>>

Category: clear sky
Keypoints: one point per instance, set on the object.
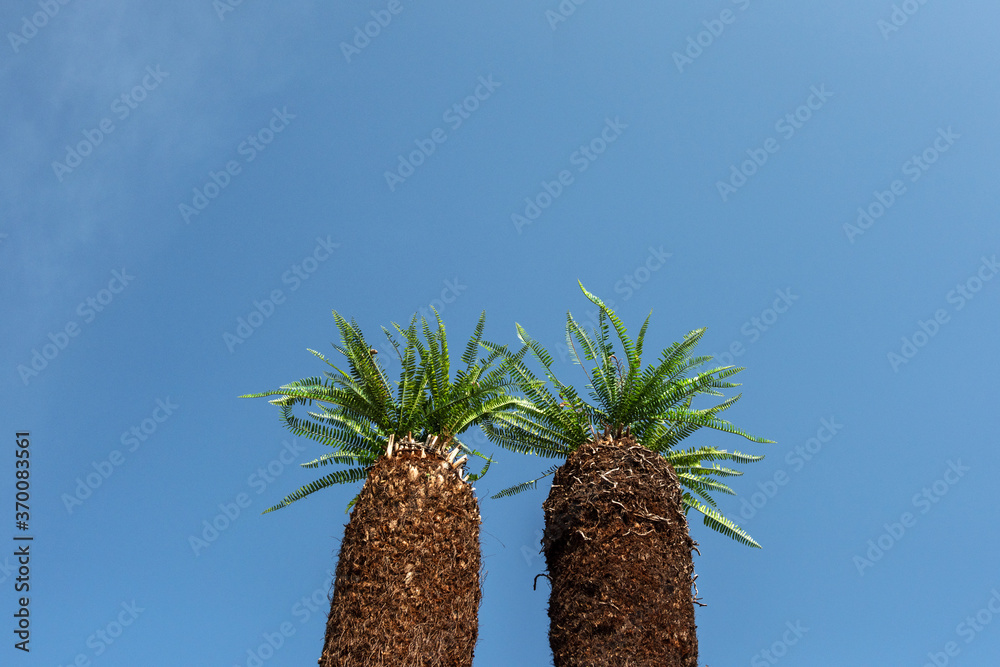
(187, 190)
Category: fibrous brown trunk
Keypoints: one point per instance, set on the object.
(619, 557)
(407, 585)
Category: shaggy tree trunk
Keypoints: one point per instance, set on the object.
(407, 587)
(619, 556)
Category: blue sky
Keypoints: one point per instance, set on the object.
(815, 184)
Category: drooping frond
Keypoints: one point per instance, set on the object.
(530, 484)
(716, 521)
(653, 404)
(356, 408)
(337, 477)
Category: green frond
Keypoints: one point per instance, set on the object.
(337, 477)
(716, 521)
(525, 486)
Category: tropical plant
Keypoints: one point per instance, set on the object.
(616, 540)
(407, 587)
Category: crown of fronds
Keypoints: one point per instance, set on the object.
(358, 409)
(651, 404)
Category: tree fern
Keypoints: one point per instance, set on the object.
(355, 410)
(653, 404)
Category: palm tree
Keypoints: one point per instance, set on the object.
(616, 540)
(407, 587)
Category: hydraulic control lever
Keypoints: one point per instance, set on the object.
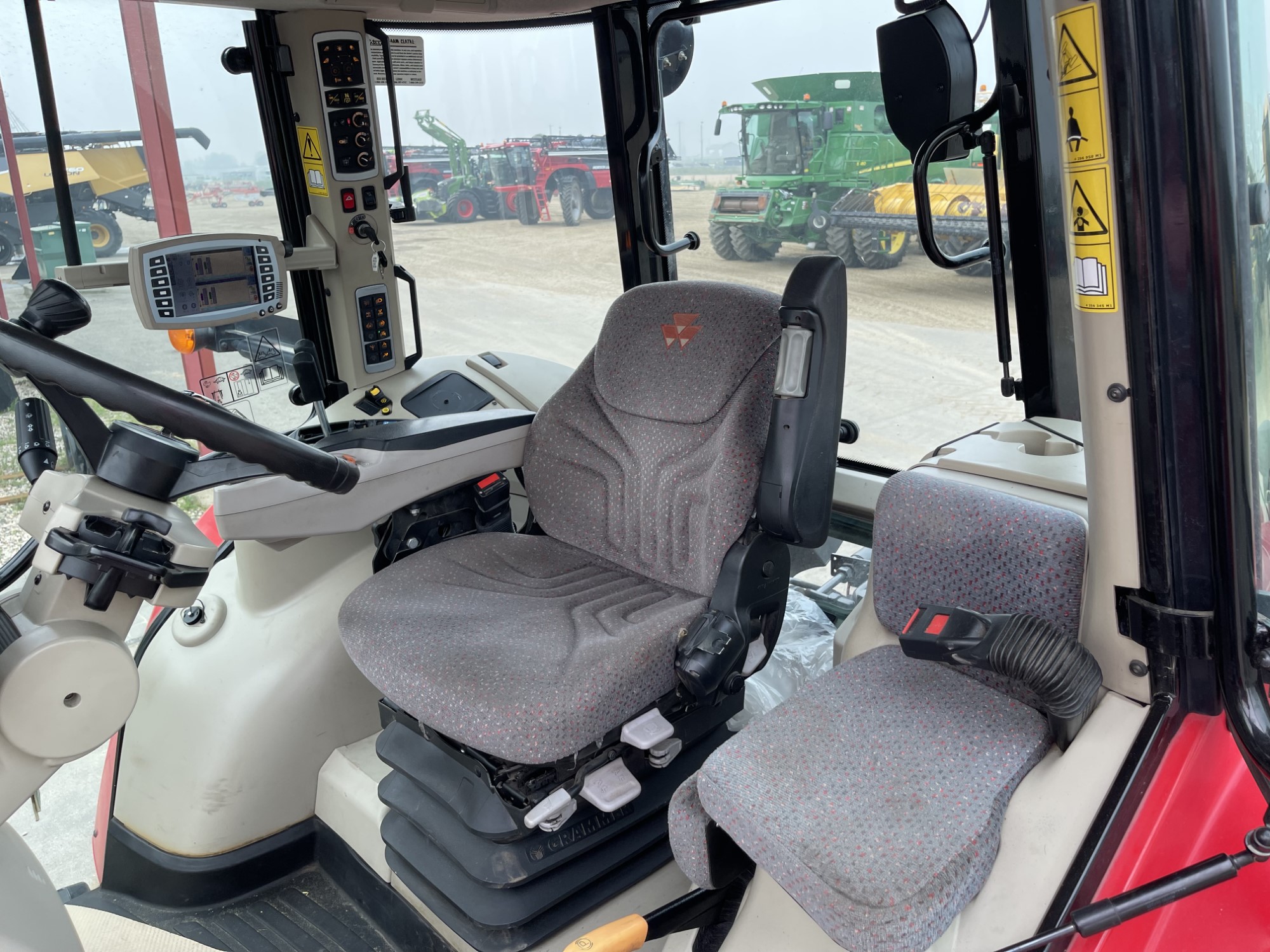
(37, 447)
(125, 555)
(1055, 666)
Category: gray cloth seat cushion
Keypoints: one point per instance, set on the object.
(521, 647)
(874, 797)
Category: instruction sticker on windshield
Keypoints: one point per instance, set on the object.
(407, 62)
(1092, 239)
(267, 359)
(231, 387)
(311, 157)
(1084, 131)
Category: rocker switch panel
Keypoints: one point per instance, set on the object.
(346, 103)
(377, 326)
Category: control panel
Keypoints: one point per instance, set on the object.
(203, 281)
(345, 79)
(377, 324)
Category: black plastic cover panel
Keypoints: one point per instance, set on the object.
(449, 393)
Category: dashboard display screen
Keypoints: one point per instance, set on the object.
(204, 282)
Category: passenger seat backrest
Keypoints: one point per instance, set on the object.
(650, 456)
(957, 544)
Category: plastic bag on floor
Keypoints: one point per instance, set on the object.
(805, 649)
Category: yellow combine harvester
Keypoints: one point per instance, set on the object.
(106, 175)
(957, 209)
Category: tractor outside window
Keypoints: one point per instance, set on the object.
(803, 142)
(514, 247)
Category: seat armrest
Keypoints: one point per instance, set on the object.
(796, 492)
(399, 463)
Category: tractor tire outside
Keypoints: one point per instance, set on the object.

<<

**Work instruction**
Each line holding the word "control" must be pulled from the records.

**Answer area**
Category: hydraulic control lever
Category: control panel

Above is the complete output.